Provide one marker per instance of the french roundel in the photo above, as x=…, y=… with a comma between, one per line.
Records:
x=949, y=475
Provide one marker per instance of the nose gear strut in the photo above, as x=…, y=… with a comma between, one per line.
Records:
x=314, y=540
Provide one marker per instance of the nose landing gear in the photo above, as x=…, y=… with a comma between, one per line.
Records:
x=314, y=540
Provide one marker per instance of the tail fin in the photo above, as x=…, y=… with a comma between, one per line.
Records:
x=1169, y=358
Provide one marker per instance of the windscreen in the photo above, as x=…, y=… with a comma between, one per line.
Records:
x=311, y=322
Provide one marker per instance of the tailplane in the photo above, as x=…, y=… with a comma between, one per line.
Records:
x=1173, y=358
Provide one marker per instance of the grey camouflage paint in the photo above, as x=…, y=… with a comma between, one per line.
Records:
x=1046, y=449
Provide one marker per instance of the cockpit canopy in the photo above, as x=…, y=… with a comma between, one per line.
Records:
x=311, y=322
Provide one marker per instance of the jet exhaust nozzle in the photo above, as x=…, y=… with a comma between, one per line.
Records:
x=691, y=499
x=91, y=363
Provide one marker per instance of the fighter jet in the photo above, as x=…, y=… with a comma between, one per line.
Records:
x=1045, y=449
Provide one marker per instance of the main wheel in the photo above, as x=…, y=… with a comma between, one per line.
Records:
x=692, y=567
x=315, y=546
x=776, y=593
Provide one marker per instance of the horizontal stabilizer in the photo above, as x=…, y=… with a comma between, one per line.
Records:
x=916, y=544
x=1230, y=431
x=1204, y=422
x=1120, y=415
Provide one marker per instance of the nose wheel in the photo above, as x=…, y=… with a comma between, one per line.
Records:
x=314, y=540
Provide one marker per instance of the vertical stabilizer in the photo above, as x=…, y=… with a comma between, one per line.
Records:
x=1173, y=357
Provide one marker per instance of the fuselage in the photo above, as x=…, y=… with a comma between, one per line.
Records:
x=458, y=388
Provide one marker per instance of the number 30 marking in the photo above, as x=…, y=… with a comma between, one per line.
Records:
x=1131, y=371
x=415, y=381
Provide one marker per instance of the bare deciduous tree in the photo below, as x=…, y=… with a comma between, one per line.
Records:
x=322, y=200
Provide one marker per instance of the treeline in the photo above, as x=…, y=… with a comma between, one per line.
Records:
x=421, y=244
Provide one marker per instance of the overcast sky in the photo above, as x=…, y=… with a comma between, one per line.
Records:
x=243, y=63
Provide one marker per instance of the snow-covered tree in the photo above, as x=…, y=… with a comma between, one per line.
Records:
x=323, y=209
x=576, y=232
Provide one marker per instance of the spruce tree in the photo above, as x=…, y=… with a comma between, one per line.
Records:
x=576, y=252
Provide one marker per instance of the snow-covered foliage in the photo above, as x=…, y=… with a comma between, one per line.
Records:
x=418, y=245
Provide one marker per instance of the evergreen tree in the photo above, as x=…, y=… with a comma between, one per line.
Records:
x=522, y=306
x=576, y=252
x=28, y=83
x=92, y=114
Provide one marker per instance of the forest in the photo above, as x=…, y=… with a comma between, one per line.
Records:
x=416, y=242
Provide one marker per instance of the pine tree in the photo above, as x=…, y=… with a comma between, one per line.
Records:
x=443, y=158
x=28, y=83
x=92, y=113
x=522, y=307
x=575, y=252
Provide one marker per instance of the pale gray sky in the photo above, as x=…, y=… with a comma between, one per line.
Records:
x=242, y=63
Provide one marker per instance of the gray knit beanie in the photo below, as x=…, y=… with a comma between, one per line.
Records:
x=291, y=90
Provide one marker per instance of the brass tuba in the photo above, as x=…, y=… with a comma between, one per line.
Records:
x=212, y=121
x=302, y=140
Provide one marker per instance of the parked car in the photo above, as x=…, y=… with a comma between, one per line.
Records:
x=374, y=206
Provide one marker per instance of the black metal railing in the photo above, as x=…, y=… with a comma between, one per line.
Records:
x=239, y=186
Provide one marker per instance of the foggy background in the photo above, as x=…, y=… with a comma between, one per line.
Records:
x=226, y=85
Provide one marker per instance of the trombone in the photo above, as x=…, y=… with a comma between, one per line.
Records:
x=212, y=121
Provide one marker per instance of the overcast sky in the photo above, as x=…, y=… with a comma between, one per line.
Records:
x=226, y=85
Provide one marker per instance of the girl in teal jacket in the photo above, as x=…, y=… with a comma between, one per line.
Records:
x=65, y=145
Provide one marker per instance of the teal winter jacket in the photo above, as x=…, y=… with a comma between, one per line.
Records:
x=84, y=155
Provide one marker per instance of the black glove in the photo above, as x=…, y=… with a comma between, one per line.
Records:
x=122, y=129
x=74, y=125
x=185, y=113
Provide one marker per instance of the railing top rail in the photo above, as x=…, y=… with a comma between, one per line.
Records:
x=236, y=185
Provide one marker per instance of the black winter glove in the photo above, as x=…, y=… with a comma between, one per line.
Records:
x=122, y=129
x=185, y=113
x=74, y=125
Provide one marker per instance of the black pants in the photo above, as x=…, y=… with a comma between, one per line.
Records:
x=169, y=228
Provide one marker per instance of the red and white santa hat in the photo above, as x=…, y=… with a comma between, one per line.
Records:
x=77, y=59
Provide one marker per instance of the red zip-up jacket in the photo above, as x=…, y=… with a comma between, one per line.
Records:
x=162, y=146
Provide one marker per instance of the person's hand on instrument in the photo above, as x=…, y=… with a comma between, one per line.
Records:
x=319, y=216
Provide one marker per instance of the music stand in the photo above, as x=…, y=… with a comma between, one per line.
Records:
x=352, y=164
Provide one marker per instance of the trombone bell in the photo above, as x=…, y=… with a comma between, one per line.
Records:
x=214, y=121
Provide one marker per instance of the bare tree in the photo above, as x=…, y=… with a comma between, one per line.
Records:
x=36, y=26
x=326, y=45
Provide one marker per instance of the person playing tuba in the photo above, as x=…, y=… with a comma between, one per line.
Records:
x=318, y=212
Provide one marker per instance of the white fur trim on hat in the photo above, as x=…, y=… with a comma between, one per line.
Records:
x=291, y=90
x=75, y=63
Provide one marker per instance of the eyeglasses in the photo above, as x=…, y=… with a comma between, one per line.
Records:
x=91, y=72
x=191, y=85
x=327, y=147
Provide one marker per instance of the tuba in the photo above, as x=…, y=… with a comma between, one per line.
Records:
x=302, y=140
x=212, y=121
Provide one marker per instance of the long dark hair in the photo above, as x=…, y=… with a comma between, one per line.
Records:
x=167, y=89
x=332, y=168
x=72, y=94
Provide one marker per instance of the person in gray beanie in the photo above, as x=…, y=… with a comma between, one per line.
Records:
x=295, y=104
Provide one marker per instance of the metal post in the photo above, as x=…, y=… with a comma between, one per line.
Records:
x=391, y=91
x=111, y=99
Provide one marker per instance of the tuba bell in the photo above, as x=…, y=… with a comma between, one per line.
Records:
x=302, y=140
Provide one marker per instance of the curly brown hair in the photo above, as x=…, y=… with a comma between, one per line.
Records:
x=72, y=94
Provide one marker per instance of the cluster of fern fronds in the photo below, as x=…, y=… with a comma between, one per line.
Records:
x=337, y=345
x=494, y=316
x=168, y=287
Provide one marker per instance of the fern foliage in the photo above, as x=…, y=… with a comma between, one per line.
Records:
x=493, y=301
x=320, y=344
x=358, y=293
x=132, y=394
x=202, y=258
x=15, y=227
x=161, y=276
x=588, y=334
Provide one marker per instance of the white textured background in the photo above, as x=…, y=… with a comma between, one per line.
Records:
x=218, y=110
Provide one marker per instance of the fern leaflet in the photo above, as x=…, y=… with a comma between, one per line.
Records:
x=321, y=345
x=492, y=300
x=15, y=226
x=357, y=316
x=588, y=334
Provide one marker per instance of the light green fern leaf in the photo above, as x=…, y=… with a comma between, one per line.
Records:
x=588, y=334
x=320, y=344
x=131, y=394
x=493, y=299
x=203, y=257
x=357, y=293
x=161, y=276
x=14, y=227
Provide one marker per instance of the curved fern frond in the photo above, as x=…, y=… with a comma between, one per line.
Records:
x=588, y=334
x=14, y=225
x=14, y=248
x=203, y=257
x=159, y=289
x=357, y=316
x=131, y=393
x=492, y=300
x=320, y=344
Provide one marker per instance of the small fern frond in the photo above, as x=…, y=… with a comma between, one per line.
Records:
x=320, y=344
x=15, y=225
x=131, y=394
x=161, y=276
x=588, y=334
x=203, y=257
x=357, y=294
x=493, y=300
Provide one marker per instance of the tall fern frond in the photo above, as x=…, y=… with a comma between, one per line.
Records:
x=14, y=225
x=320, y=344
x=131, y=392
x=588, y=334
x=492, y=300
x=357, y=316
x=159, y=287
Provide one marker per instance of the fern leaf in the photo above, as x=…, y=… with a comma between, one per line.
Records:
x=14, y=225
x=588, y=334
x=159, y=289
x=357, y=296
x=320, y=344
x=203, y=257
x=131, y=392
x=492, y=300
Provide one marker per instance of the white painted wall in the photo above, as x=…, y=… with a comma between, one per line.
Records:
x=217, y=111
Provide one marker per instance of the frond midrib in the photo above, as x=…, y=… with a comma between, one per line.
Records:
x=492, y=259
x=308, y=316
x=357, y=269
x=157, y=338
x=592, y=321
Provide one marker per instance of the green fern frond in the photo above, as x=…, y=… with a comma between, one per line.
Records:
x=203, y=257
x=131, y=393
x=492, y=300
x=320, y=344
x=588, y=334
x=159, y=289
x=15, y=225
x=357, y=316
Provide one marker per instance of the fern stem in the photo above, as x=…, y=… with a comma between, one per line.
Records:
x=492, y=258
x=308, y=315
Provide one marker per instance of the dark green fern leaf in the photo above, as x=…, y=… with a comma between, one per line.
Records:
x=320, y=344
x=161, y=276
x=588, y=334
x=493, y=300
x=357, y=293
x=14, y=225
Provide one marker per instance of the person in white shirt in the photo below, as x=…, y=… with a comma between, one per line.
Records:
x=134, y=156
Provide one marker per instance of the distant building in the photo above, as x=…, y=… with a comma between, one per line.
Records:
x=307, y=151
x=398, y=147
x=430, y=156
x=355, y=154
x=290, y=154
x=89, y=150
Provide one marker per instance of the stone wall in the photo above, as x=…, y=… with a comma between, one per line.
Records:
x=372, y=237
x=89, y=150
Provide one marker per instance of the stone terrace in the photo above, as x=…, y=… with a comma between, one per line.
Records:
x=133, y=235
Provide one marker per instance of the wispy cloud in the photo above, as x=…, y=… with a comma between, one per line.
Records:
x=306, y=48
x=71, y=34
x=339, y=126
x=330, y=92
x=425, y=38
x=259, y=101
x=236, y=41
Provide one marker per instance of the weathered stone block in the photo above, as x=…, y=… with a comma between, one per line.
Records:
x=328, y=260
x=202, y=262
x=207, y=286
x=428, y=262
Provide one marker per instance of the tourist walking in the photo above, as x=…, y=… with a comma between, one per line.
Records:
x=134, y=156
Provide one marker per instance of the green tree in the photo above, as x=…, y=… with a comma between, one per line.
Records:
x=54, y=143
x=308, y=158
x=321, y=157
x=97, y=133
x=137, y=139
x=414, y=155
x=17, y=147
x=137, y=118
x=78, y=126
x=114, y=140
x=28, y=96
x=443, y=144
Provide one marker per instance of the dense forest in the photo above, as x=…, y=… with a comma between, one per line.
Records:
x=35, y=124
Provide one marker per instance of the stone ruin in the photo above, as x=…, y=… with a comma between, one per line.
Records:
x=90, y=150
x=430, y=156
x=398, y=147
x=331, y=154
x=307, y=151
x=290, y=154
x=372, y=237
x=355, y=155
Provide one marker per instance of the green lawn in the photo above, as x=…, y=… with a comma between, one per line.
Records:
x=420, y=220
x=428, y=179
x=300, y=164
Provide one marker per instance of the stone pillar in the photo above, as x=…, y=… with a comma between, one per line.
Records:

_ _ _ _ _ _ _

CHALLENGE. Rescale the records from the line with "Provide one marker per instance of the red zip-up" to the line with "x=326, y=45", both ends included. Write out every line in that stretch and nothing else, multiplying each answer's x and y coordinates by 0.3 and rounding to whole numbers, halves up.

REPLY.
Provide one marker per instance of the red zip-up jacket in the photo above, as x=…, y=… with a comma between, one per line.
Records:
x=49, y=44
Provide one marker per instance of the person's hand on instrument in the photo above, as x=…, y=… with a comma between, one per line.
Records:
x=96, y=65
Provide one marker per instance of the music stand in the photo above, as x=…, y=… with a comma between, one per line.
Records:
x=106, y=49
Provide one marker per instance of the trombone bell in the photo above, as x=…, y=… with a comma between, one per line.
Records:
x=64, y=36
Provide one marker per instance of the bare tree in the photo above, as x=…, y=… with a comma between, one per line.
Records:
x=11, y=8
x=98, y=14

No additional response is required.